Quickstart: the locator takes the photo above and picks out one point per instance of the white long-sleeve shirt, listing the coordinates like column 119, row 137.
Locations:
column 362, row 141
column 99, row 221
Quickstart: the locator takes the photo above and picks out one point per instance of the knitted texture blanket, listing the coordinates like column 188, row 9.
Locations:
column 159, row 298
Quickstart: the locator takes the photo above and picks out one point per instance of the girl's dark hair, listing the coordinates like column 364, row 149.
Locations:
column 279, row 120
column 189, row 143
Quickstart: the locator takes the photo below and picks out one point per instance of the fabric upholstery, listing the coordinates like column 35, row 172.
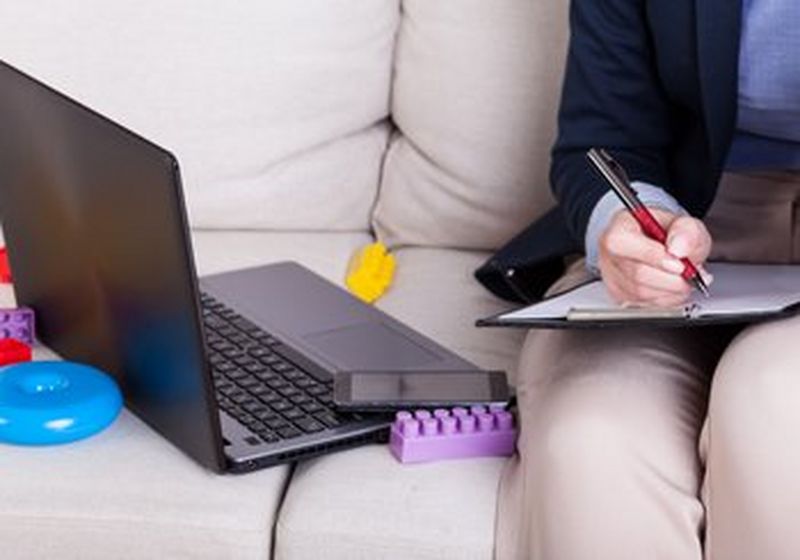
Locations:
column 363, row 505
column 270, row 106
column 474, row 99
column 435, row 292
column 127, row 493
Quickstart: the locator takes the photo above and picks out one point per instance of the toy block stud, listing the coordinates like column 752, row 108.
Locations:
column 13, row 351
column 5, row 268
column 423, row 436
column 17, row 323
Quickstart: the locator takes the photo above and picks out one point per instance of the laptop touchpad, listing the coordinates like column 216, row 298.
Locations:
column 370, row 346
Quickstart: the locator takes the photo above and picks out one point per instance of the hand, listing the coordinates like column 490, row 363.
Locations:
column 638, row 270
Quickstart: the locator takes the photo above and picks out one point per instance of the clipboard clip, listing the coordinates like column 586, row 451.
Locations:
column 689, row 311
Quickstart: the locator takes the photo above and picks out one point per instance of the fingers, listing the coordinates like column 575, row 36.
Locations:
column 688, row 237
column 639, row 270
column 624, row 240
column 634, row 283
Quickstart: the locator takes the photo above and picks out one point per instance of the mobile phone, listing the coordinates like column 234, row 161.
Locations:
column 392, row 390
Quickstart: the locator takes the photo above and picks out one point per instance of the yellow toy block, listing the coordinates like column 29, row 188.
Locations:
column 370, row 272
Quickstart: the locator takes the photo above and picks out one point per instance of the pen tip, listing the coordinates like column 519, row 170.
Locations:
column 698, row 282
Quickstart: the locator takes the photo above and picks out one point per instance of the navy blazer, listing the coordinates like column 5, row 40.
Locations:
column 655, row 83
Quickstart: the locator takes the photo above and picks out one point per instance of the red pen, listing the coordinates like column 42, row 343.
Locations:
column 616, row 177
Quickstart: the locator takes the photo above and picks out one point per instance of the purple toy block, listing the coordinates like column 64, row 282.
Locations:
column 452, row 434
column 17, row 323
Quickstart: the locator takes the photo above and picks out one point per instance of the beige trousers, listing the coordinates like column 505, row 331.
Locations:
column 666, row 444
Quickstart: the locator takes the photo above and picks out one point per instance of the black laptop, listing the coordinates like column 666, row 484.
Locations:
column 234, row 369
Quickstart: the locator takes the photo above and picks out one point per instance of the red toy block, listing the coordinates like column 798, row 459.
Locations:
column 13, row 351
column 5, row 268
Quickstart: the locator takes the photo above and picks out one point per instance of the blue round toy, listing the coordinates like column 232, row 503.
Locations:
column 47, row 403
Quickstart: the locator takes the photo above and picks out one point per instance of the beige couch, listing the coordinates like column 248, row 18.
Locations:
column 304, row 128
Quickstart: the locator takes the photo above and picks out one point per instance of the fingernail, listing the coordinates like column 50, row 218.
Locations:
column 678, row 246
column 672, row 265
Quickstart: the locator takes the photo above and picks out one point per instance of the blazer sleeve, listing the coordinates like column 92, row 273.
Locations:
column 612, row 98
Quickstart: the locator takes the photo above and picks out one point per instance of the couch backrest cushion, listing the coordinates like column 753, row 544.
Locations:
column 275, row 109
column 475, row 97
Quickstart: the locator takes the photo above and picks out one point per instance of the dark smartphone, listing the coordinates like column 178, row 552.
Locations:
column 392, row 390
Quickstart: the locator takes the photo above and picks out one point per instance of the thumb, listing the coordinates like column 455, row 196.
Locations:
column 688, row 237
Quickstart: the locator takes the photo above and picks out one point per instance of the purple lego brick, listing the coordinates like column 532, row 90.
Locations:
column 17, row 323
column 452, row 434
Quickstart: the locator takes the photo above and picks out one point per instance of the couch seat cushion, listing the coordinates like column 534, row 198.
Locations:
column 436, row 293
column 129, row 494
column 362, row 503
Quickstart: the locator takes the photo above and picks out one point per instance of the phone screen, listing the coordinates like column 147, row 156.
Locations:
column 375, row 388
column 419, row 386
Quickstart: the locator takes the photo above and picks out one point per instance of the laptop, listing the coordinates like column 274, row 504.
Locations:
column 234, row 369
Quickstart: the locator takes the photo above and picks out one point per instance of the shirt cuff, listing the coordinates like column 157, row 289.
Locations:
column 609, row 204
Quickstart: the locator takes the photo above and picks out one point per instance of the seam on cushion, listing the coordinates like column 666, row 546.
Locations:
column 394, row 130
column 279, row 510
column 328, row 536
column 75, row 519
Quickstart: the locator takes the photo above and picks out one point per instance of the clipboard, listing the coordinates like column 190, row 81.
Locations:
column 741, row 293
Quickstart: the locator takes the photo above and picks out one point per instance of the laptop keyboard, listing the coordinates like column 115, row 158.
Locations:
column 274, row 398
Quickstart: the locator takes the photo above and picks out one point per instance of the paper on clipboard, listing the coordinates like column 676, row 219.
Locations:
column 739, row 291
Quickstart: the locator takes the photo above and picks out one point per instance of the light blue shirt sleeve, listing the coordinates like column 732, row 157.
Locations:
column 609, row 204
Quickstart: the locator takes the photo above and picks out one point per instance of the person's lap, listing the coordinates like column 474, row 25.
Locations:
column 608, row 464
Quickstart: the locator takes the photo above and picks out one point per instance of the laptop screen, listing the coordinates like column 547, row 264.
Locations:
column 96, row 231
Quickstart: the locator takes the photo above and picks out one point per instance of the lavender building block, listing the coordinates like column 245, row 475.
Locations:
column 17, row 323
column 423, row 436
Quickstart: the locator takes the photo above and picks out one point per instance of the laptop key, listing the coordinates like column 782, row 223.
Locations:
column 275, row 423
column 289, row 432
column 328, row 418
column 268, row 436
column 309, row 424
column 312, row 406
column 293, row 413
column 317, row 389
column 300, row 398
column 280, row 406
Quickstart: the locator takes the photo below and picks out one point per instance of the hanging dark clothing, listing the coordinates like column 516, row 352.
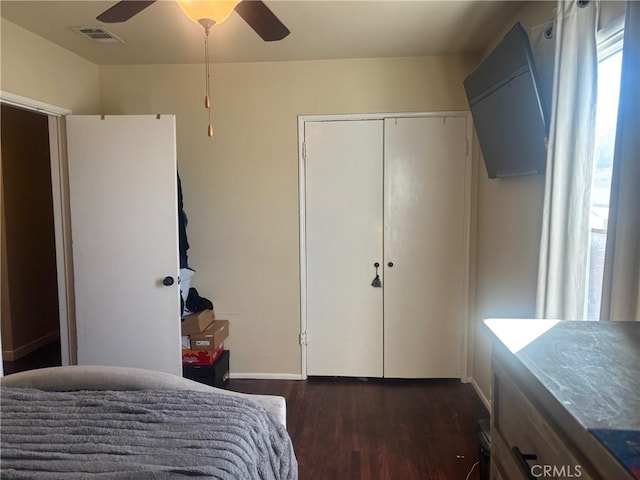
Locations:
column 183, row 244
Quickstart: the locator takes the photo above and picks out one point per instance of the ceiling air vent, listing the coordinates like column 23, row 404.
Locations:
column 97, row 34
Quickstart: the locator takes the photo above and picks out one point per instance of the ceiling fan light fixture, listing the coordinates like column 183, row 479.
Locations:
column 216, row 10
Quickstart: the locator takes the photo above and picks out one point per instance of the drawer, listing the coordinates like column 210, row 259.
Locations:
column 528, row 439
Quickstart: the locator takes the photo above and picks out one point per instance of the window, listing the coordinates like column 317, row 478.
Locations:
column 609, row 72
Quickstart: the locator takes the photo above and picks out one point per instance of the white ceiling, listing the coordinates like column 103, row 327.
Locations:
column 319, row 30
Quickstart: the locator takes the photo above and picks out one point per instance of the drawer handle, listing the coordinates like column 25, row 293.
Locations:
column 522, row 459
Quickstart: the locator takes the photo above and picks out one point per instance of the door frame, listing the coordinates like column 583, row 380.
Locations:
column 302, row 120
column 61, row 216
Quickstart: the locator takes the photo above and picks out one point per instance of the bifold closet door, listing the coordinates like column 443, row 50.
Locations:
column 343, row 186
column 424, row 246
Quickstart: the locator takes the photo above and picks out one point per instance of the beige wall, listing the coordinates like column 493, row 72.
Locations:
column 508, row 222
column 35, row 68
column 241, row 187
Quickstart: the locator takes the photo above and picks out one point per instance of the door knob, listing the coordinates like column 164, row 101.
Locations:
column 376, row 283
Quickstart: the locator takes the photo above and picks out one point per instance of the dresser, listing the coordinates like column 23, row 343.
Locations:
column 565, row 399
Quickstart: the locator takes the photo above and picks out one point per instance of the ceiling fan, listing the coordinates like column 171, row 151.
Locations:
column 254, row 12
column 208, row 13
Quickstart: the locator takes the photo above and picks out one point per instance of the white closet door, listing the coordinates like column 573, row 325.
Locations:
column 123, row 196
column 425, row 289
column 343, row 241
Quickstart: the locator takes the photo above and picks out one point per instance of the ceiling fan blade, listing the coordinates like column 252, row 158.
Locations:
column 123, row 11
column 262, row 20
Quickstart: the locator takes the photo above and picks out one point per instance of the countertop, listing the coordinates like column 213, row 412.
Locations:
column 591, row 369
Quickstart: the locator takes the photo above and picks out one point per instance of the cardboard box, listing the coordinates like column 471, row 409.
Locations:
column 201, row 357
column 215, row 375
column 197, row 322
column 214, row 335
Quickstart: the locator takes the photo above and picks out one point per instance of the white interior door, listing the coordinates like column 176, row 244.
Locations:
column 343, row 240
column 425, row 297
column 123, row 198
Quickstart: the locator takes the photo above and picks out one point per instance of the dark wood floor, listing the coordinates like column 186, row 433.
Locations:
column 348, row 429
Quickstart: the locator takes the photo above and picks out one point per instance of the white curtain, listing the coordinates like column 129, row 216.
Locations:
column 621, row 285
column 565, row 222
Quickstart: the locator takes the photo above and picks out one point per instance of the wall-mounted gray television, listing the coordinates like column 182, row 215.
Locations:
column 507, row 109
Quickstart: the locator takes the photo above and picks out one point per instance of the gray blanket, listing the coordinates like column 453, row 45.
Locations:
column 140, row 435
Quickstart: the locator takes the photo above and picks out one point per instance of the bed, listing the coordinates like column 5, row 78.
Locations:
column 125, row 423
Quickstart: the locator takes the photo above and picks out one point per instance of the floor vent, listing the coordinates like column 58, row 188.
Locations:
column 97, row 34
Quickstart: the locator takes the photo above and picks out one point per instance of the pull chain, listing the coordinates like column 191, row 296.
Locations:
column 207, row 97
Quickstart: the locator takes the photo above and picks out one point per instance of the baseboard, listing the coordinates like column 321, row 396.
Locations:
column 23, row 350
column 266, row 376
column 481, row 395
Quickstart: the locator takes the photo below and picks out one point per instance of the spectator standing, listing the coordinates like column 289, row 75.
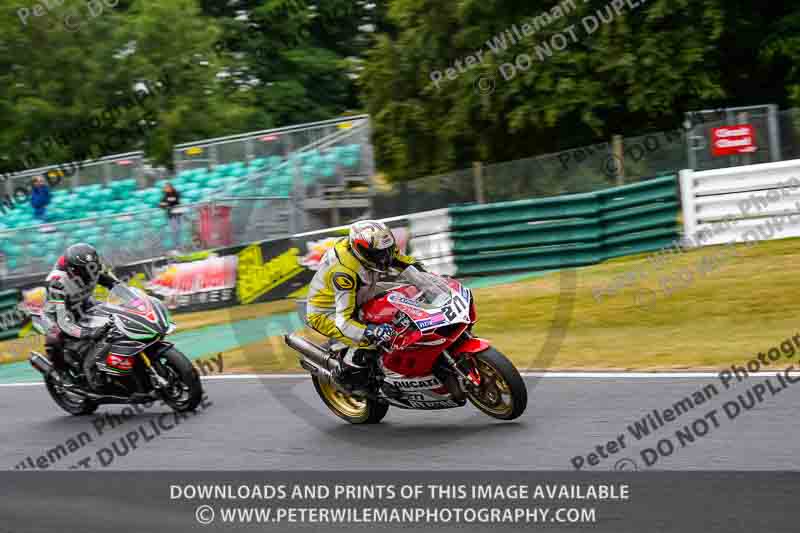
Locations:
column 40, row 198
column 169, row 202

|---|

* **Written instruction**:
Return the part of the data above that opens with the line containing "532, row 90." and closes with the line containing "column 741, row 293", both lines included, copied word for word.

* **Right answer**:
Quickstart: the locator takes the photo above and picks out one point per instance of the purple lego brick, listing the coordinates like column 532, row 90.
Locations:
column 17, row 323
column 452, row 434
Quickstart: the locator takes the photo above and picks out one point per instance of the couch seat cushion, listing the coordinates like column 534, row 198.
Locations:
column 436, row 293
column 129, row 494
column 362, row 503
Quickstart: the locator takes the photo above and picks out one point per instance of the phone screen, listing the coordinates like column 147, row 156.
Locations:
column 375, row 388
column 419, row 386
Quickstart: the locator takes the photo above and picks out one point per instance of the laptop, listing the coordinates like column 274, row 504.
Locations:
column 234, row 369
Quickstart: the locator takes the photo above and picks out one point per instance of the shirt cuff, listing the coordinates like column 157, row 289.
Locations:
column 609, row 204
Quickstart: the locator takes the photo above and picks out one point per instance of the seam on cushion, listing the coordinates like column 666, row 546.
Locations:
column 394, row 130
column 279, row 510
column 328, row 536
column 75, row 519
Quickstart: the locator takes the photo above and picks out one point per instance of the clipboard, listing the coordinates like column 190, row 81.
Locations:
column 741, row 293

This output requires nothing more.